### SUPPLIED PASSAGE
# Aquarium dwarf lily (Nymphaea stellata) trimming



## jeff5347

Ok so im wondering. My lily has exploded and growing like crazy. I love the plant as it brings out the tank with its rusty red but i am getting a ton of leaves *h/b.
Do i trim it or let it sit and if i trim how do i go about it and do i just trim at the base like the rest of the plants?


----------



## Gizmo

The dwarf lily will eventually start putting pads to the surface if you don't trim it. I usually break the stems off as far down as I can, and the rest of the stem will die and melt away.

Alternatively, you could let the pads get to the surface. Much less clutter in your tank, but the pads do tend to block light to the lower parts of the tank.


----------



## jrman83

Just depends on what you want. If you want them to grow, let them. There is a way to keep them low, if that is the way you want. What I did was let it get over the super-fast growth spurt it had once it sprouted (I would have sprouts reach the surface in about 36hrs) and then trimmed every stem (with scissors) all the way down to the substrate. That was over 2 months ago and not a single runner has reached the surface again. It sort of hangs at about 10-12" and actually looks like part of the tank instead of the leaf resting on the surface and not seen very easily.


----------



## Kehy

I have a dwarf lilly with two crowns, and it's kind of funny, one crown got more light and grew HUGE leaves (I'm hoping for actual pads in a couple of months) while the other crown didn't get anywhere near as much light and is staying very small. Maybe lighting's part of why it's growing so much?
One thing I've noticed when I got lilly pads last time though, is that once there's several pads on the surface, many or sometimes all the leaves on the bottom melt away, leaving just the bare stems of the pads. Not particularly attractive at that moment, but interesting anyways.


----------



## majerah1

Mine I let stagger.Some leaves will reach the surface and others not.I was entertaining the idea of leting one flower if it decides too,but who know.Maybe,maybe not.


----------



## Gizmo

I've heard if the conditions are optimal the dwarf lily pads will flower.


----------



## snail

Sorry to butt in here but what kind of lighting does everyone have for their dwarf lilies? I got given one from a fish shop that was closing down. From what I have read they are high light plants but I don't have any tanks running with high light at the moment so it is in low light. It had a couple of tiny leaves which have grown a little and it has a couple new ones but it looks nothing like jeff's. Do you think it will survive?


----------



## jrman83

Snail, I've had mine in medium and high light. It did very well in both, but the growth speed was different. Will grow much slower in lower light.


----------



## majerah1

Mine is in high light.I have tried them under less than stock lighting,meaning on my 29 I had years ago,I had a light from a ten gallon on it.It grew very slow.
######
### SUPPLIED RECORDS
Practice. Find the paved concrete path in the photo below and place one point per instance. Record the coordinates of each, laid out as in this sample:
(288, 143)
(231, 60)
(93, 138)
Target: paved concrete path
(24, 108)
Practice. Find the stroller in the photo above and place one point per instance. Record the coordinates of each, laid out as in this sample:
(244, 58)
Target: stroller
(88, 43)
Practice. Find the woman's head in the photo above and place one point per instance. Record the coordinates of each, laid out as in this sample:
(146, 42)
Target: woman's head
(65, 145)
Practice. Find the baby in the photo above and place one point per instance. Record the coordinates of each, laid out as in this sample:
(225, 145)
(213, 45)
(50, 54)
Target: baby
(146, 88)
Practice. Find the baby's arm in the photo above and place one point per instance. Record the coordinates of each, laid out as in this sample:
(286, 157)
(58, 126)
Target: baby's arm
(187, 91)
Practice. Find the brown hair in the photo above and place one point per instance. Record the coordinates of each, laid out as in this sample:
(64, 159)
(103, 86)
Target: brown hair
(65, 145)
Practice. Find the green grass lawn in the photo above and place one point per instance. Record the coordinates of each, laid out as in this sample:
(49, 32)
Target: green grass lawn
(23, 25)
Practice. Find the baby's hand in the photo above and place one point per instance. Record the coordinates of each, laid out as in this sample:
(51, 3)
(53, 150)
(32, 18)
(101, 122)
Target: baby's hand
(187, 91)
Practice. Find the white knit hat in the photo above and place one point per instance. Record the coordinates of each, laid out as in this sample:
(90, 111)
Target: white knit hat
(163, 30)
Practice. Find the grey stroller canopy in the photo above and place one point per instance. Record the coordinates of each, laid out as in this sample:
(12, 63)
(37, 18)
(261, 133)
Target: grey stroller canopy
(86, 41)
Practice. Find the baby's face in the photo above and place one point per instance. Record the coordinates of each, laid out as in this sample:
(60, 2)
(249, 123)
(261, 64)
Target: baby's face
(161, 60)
######
**GIVEN REQUEST A**
Answer these questions about the dwarf lily thread:
(i) According to Gizmo, what happens to the remaining part of a stem after it is broken off as far down as possible?
(ii) About how long did jrman83 say it took sprouts to reach the surface during the fast growth spurt?
(iii) What did Kehy notice happening to the leaves on the bottom once several pads were on the surface?
**GIVEN REQUEST B**
Pick up the dwarf lily thread after its final post and write the next reply.
The items are separate material and are not part of the thread.

**WRITTEN REPLY A**
(i) It dies and melts away.
(ii) About 36 hours.
(iii) Many or sometimes all of them melted away, leaving only the bare stems of the pads.

**WRITTEN REPLY B**
----------



## Kehy

I've had mine under terribly crappy lighting, could barely read by it and very yellow, and now mine's under too many watts of full spectrum lighting and it's thriving. Just a note though, they change color depending on the lighting. Mine went from very red to brown-ish purple green with the changed lighting and extra ferts.


----------



## jeff5347

I have mine under 72 watts total. Just under 4 watts a gallon. Mine is a reddish -purple. ALmost a red rust. Mine was somewhat slow at first but then it just took off. My aponogetons seemed to have hit a lull. They were cruising along and now they just send up a floater but the leaves that die off take a long time to come back nce i cut them away. I do like the lily as it breaks up all the green in the tank and gives some shade (although not where i need it.. um anubius) to the fish and plants. 
My next endevor is a El natural tank...


----------



## Kimberely

I have had one in my 55 gallon for about 6 weeks now under low light conditions. Only about 1wpg. In the six weeks since I added it, it has completely filled the top of the tank with pads. It will put on a new pad that will reach the top in less than 2 days. It is seriously blocking the light out of my tank and I am wondering if it is going to kill my aponogetons. Thanks for posting this question. I was wondering if I should trim it and how.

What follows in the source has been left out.